== Problem ==
Write out each entry again. Keep every word exactly as it is.

Object position labeling entries:

══════════════════════════════

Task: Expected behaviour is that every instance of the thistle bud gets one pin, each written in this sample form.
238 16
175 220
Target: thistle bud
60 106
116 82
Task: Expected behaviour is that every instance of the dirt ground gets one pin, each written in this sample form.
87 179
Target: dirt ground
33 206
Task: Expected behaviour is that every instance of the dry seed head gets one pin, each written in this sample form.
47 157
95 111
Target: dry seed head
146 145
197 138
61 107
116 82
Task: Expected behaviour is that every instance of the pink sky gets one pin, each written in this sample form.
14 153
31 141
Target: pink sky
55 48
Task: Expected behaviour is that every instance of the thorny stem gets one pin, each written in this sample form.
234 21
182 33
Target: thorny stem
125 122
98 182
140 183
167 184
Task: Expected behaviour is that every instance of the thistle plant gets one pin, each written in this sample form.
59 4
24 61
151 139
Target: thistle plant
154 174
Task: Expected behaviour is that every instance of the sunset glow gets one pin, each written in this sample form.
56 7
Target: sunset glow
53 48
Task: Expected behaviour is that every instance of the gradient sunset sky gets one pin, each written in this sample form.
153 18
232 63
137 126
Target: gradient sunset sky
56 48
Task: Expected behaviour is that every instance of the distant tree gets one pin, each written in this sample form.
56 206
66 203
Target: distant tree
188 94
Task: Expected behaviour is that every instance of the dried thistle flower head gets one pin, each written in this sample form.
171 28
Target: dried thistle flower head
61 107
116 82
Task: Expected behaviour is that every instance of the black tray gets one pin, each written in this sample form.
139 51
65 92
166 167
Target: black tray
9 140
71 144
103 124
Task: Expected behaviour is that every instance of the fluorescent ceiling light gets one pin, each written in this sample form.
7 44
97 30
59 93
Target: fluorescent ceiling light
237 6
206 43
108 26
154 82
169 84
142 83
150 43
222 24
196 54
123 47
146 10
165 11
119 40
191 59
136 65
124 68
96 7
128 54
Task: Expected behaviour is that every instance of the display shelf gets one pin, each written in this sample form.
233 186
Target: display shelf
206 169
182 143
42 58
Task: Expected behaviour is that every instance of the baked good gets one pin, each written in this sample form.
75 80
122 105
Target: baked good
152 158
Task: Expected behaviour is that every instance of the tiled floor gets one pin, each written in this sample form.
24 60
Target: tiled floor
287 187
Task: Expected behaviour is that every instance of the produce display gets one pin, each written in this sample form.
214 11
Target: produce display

══════════════════════════════

== Exercise output ==
Task: Expected behaviour is that every instance of the thistle bud gets one pin, each written in this sample form.
238 16
175 220
Target: thistle bud
60 106
116 82
Task: Expected behaviour is that every instance of the dirt ground gets one pin, each written in this sample form.
87 179
Target: dirt ground
33 206
Task: Expected behaviour is that every instance of the dry seed head gets one pin, each written in this sample form.
47 157
95 111
Target: dry seed head
146 145
197 138
61 107
116 82
Task: Expected behaviour is that every instance of the pink sky gets one pin, each written in this sample form.
14 153
31 141
Target: pink sky
55 48
Task: Expected behaviour is that every instance of the thorny stem gets one pin, each written in this sample form.
234 21
182 33
Target: thorny stem
125 122
98 182
140 183
167 184
Task: Expected behaviour is that every instance of the thistle plant gets one pin, each written in this sample form.
59 4
24 61
151 139
Target: thistle plant
154 174
Task: Expected behaviour is that every instance of the sunset glow gets one pin, each written in this sample form.
56 7
Target: sunset glow
53 48
Task: Expected behaviour is that every instance of the gradient sunset sky gets one pin, each written in this sample form.
153 18
232 63
137 126
Target: gradient sunset sky
56 48
Task: Expected behaviour is that every instance of the distant tree gets one pin, each written in this sample form.
56 206
66 203
Target: distant tree
188 94
Task: Expected behaviour is that every instance of the dried thistle flower head gets one pin, each written in this sample form.
171 28
Target: dried thistle flower head
61 107
116 82
Task: Expected behaviour is that every instance of the black tray gets one pin, each written in this sample form.
139 51
65 92
166 167
Target: black tray
9 140
71 144
103 124
Task: Expected behaviour is that every instance of the fluorescent ceiling light gets one pin, each written in this sample form.
7 44
97 30
59 93
Target: fluorescent ceiling light
237 6
206 43
108 26
154 82
169 84
142 83
150 43
222 24
196 54
123 47
146 10
165 11
119 40
191 59
136 65
124 68
96 7
128 54
Task: Expected behaviour is that every instance of the display shelf gets one pin, each written in this sample form.
233 186
Target: display shelf
206 169
182 143
42 58
Task: Expected behaviour is that every instance of the baked good gets one pin, each written in this sample form.
75 80
122 105
Target: baked good
152 158
Task: Expected behaviour is that every instance of the tiled floor gets one pin, each written in this sample form.
24 60
Target: tiled floor
287 187
Task: Expected behaviour is that every instance of the produce display gets one pin, each written in this sample form.
214 11
Target: produce display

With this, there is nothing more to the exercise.